▸ **OBJECTIVE**:
Copy out every line of each item below, word for word and without changes.

▸ **EXERCISE INPUTS**:
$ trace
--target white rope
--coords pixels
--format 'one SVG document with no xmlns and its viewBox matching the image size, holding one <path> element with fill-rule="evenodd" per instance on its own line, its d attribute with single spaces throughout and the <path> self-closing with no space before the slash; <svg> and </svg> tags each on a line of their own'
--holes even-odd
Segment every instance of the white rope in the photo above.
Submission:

▸ **THE RESULT**:
$ trace
--target white rope
--coords pixels
--format 'one SVG document with no xmlns and its viewBox matching the image size, holding one <path> element with fill-rule="evenodd" per instance on its own line, its d attribute with single spaces throughout and the <path> self-closing with no space before the slash; <svg> and </svg> tags each on a line of their own'
--holes even-odd
Segment every instance of the white rope in the photo above.
Submission:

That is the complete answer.